* [Data entries]:
------------------------------------------------

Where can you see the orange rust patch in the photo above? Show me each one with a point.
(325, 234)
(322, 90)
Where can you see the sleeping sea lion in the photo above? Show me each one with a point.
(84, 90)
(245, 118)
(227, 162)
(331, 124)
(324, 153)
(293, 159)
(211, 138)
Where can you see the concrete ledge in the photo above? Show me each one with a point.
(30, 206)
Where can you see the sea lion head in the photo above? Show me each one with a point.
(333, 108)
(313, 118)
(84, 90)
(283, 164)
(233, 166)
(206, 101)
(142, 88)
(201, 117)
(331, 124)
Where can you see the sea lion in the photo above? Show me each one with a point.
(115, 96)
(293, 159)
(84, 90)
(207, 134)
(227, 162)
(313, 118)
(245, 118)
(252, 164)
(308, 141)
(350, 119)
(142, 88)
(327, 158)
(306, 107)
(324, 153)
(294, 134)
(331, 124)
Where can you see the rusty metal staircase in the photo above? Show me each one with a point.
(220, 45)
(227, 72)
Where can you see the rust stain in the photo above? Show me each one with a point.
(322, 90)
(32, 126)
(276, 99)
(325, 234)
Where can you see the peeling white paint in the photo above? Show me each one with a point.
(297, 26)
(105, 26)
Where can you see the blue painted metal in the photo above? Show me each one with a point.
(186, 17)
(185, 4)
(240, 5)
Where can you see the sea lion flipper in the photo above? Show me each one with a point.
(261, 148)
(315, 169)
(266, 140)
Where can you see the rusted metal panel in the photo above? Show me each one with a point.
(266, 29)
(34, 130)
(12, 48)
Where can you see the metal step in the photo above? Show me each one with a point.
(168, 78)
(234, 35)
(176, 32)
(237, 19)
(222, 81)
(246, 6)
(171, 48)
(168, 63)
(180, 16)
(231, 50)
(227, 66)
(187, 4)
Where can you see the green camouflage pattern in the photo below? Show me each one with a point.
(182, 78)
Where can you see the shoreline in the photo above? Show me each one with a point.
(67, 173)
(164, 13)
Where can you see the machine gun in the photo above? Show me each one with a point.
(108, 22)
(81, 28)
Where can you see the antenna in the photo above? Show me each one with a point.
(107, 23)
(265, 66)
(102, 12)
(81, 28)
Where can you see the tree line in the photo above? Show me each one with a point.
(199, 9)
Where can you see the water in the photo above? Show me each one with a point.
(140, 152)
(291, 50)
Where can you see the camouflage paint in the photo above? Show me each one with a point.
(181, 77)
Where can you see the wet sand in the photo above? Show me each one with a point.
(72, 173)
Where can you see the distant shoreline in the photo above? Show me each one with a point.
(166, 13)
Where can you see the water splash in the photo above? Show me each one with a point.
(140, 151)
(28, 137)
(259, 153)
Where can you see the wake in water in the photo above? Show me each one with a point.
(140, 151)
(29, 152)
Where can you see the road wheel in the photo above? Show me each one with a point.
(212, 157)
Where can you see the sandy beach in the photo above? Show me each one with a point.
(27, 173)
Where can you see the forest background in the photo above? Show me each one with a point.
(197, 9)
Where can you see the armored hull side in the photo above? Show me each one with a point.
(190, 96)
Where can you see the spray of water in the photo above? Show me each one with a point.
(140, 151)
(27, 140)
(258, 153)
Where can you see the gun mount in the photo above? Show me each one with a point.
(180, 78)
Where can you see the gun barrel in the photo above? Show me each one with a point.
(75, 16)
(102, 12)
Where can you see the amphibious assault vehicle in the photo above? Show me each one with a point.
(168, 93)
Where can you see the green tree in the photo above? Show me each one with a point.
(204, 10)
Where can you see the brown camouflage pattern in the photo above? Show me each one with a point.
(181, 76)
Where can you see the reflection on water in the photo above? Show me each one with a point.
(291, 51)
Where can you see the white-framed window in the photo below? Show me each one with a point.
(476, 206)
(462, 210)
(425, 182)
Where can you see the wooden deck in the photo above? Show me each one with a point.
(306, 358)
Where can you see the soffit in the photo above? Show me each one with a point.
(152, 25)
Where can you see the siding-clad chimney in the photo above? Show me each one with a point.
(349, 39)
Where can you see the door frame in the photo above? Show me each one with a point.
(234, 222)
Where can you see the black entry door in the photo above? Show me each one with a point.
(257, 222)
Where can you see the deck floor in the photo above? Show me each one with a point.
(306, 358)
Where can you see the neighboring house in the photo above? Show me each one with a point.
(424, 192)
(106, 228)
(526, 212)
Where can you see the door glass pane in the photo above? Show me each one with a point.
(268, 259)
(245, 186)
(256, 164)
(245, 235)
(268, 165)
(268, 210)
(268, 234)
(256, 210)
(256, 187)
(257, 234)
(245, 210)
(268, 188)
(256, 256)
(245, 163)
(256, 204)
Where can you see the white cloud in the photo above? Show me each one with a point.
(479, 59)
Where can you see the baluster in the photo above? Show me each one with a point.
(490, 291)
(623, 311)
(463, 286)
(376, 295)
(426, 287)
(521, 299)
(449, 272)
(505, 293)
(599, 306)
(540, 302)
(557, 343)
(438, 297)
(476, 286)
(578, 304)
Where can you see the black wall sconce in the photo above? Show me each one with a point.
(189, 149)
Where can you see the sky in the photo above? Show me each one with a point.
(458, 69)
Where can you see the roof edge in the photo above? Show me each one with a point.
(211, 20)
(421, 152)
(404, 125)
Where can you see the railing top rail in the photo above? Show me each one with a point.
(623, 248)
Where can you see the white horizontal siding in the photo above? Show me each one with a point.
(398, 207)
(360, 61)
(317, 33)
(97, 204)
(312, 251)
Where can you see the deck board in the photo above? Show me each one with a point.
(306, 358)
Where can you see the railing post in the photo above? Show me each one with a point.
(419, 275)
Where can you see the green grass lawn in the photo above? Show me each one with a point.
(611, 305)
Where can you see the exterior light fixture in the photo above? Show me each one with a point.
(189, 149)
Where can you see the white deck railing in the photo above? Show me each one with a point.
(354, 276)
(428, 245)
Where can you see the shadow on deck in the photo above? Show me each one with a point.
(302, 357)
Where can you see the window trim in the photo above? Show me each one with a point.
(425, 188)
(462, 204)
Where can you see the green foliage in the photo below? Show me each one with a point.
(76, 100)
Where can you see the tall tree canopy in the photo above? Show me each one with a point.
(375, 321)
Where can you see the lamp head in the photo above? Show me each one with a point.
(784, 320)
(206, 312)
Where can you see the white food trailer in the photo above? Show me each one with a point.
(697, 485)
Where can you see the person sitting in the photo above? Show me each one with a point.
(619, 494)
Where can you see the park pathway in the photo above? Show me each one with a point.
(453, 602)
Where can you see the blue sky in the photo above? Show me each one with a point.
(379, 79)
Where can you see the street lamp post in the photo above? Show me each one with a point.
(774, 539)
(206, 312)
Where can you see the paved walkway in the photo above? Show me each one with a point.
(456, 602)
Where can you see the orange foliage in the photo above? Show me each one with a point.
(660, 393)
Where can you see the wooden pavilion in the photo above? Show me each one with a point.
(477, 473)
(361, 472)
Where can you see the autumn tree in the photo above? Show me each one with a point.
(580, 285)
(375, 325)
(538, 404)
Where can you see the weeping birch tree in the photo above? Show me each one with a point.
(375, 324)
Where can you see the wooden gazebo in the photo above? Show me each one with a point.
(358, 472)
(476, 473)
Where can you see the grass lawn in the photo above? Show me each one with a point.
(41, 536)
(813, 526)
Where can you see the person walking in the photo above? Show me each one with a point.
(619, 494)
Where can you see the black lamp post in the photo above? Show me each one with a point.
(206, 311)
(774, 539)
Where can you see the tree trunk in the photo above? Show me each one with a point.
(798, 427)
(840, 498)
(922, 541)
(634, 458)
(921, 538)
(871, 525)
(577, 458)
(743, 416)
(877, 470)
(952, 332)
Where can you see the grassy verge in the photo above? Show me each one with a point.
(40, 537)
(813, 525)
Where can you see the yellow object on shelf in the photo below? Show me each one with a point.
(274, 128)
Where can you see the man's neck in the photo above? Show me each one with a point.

------------------------------------------------

* [Given task]:
Return the material in full, exactly as shown.

* [Problem solution]:
Where can you see the orange rust patch in the photo above? Show me each one with a point.
(325, 234)
(322, 90)
Where can you see the sleeping sea lion in the photo above? Show me each one with a point.
(84, 90)
(245, 118)
(227, 162)
(331, 124)
(324, 153)
(293, 159)
(211, 138)
Where can you see the concrete ledge in the photo above? Show me each one with a point.
(30, 206)
Where can you see the sea lion head in the photo above? Show me each one with a point.
(333, 108)
(313, 118)
(84, 90)
(283, 164)
(233, 166)
(206, 101)
(142, 88)
(201, 117)
(331, 124)
Where can you see the sea lion in the photo above? Show me each one with a point.
(115, 96)
(293, 159)
(84, 90)
(207, 134)
(227, 162)
(313, 118)
(245, 118)
(252, 164)
(308, 141)
(350, 119)
(142, 88)
(327, 158)
(306, 107)
(324, 153)
(294, 134)
(331, 124)
Where can you see the rusty metal staircase in the photo above? Show me each one with a point.
(220, 45)
(227, 72)
Where can you see the rust stain in the photo above? Show me each one with a point.
(322, 90)
(32, 126)
(276, 99)
(325, 234)
Where can you see the peeling white paint in the photo above? Show me each one with a point.
(297, 26)
(105, 26)
Where can you see the blue painted metal in the photo above? Show me each one with a point.
(186, 17)
(185, 4)
(240, 5)
Where can you see the sea lion flipper in the photo above? Show me each one with a point.
(261, 148)
(315, 169)
(266, 140)
Where can you see the rusted metal panel in the photo above? Show me each one with a point.
(266, 29)
(34, 130)
(12, 48)
Where can you see the metal step in the photo above? Show me each one with a point.
(168, 78)
(234, 35)
(176, 32)
(237, 19)
(222, 81)
(246, 6)
(171, 48)
(168, 63)
(180, 16)
(231, 50)
(227, 66)
(187, 4)
Where can you see the green camouflage pattern in the photo below? Show me each one with a point.
(182, 78)
Where can you see the shoreline in the photo above? Show me each one with a point.
(67, 173)
(164, 13)
Where can you see the machine gun in the photo above? Show me each one with a point.
(108, 22)
(81, 28)
Where can you see the antenna in the photo above? Show me each one with a point.
(107, 23)
(265, 66)
(102, 12)
(81, 28)
Where can you see the tree line in the photo above? Show me each one with a point.
(199, 9)
Where can you see the water in the photo above? Show me each one with a point.
(140, 152)
(291, 50)
Where can you see the camouflage paint in the photo above? Show me each one with a point.
(181, 77)
Where can you see the wet sand in the photo above? Show me each one with a point.
(72, 173)
Where can you see the distant shoreline in the photo above? Show me each one with a point.
(166, 13)
Where can you see the water splash in the photo above? Show me each one with a point.
(140, 151)
(28, 137)
(259, 153)
Where can you see the wake in water in the photo above? Show me each one with a point.
(140, 151)
(29, 152)
Where can you see the road wheel in the photo above? Show me each one with a point.
(212, 157)
Where can you see the sandy beach in the photo above? Show me each one with a point.
(27, 173)
Where can you see the forest background in the photo above? Show me each one with a point.
(197, 9)
Where can you see the armored hull side in the photo above? Show me each one with a point.
(190, 96)
Where can you see the spray of water in the photo above? Show me each one with a point.
(140, 151)
(27, 140)
(258, 153)
Where can you see the gun mount in the photo above? Show me each one with a point.
(180, 78)
Where can you see the gun barrel in the photo above? Show me each one with a point.
(75, 16)
(102, 12)
Where can you see the amphibious assault vehicle in the photo above? Show me each one with a point.
(168, 93)
Where can you see the green tree in the photo above? Show me each one with a point.
(204, 10)
Where can you see the brown camouflage pattern in the photo above? Show me each one with a point.
(181, 76)
Where can you see the reflection on water in the photo above? Show me each one with a point.
(291, 51)
Where can you see the white-framed window in the photo below? Show me each one with a point.
(476, 206)
(462, 210)
(425, 182)
Where can you see the wooden deck in the photo above? Show me each one with a point.
(306, 358)
Where can you see the soffit in the photo above? Show me each one with a point.
(152, 25)
Where can you see the siding-clad chimney in the photo above? Show me each one with a point.
(349, 39)
Where can you see the door frame in the photo above? Show me each one with a point.
(234, 222)
Where can you see the black entry door in the photo above? Show me each one with a point.
(257, 222)
Where can you see the deck floor in the photo above? Show me each one with a point.
(306, 358)
Where can you see the neighboring house in the photo above? Show me each one with a point.
(424, 192)
(106, 228)
(526, 212)
Where can you see the door glass pane in the photo above? Show me each one with a point.
(268, 259)
(245, 186)
(256, 164)
(245, 235)
(268, 165)
(268, 210)
(268, 234)
(256, 210)
(256, 187)
(257, 234)
(245, 210)
(268, 188)
(256, 256)
(245, 163)
(256, 204)
Where can you see the white cloud in the photo above? Show me each one with a point.
(479, 59)
Where can you see the baluster in the photo above? Show me each one with a point.
(490, 291)
(623, 311)
(463, 286)
(376, 295)
(426, 287)
(521, 299)
(449, 272)
(505, 293)
(599, 306)
(540, 302)
(557, 343)
(438, 297)
(476, 286)
(578, 304)
Where can you see the black wall sconce in the photo above? Show me each one with a point.
(189, 149)
Where can you see the sky in the photo above? Show me each one with a point.
(458, 69)
Where can you see the roof edge in the photo above? Show me each one with a point.
(211, 20)
(421, 152)
(404, 125)
Where can you see the railing top rail in the photo above? Show me each one with a point.
(623, 248)
Where can you see the white horizontal siding in the photo above? Show me each one with a point.
(398, 207)
(360, 61)
(317, 33)
(97, 204)
(312, 251)
Where can you see the deck board in the photo above? Show me each one with a point.
(306, 358)
Where can you see the railing post in the photo above? Show me each one with a point.
(419, 275)
Where can you see the green grass lawn in the photo above? Show me each one with a point.
(611, 305)
Where can you see the exterior light fixture in the photo above? Show me each one with a point.
(189, 149)
Where can you see the white deck railing in the photo above? Show me each one with a point.
(354, 276)
(428, 245)
Where can you see the shadow on deck in the photo above? Show me each one with a point.
(302, 357)
Where can you see the window trim in the photo above? Show me each one with a point.
(425, 188)
(462, 204)
Where can you see the green foliage in the photo below? Show me each one with a point.
(76, 100)
Where can you see the tall tree canopy in the photo above? Show me each one with a point.
(375, 321)
Where can you see the lamp head in the photo above? Show me each one with a point.
(784, 320)
(206, 312)
Where can you see the white food trailer in the photo above? Show me each one with a point.
(697, 485)
Where can you see the person sitting in the photo above? Show me each one with a point.
(619, 494)
Where can you see the park pathway in the photo above? Show me each one with a point.
(453, 602)
Where can you see the blue sky in the photo above? Show me each one with a point.
(379, 79)
Where can you see the street lamp post in the photo above? Show me each one with a point.
(774, 539)
(206, 312)
Where can you see the paved walkway in the photo above? Show me each one with a point.
(456, 602)
Where can you see the orange foliage in the photo above? Show me each one with a point.
(660, 393)
Where can you see the wooden pavilion in the photo above? Show me each one with a point.
(477, 473)
(361, 472)
Where can you see the autumn tree in the photo above? Show me each one with a point.
(580, 285)
(375, 325)
(538, 404)
Where can you see the weeping birch tree in the photo above? Show me each one with a point.
(375, 324)
Where can you see the wooden gazebo in the photo above? Show me each one with a point.
(358, 472)
(476, 473)
Where can you see the grass lawn in the photo above? Show me each one with a point.
(41, 536)
(813, 526)
Where can you see the person walking in the photo above? Show me each one with a point.
(619, 494)
Where can you see the black lamp post in the photo above? Show me each one with a point.
(206, 311)
(774, 539)
Where can you see the tree trunk in the photo above? Show me each one with a point.
(798, 427)
(840, 498)
(922, 541)
(634, 458)
(921, 538)
(871, 525)
(577, 458)
(743, 416)
(877, 470)
(952, 332)
Where can you see the grassy verge in the photo above? Show me each one with a point.
(40, 537)
(813, 525)
Where can you see the yellow object on shelf in the photo below? Show me each one with a point.
(274, 128)
Where can you see the man's neck in the photo above? Show me each one with a point.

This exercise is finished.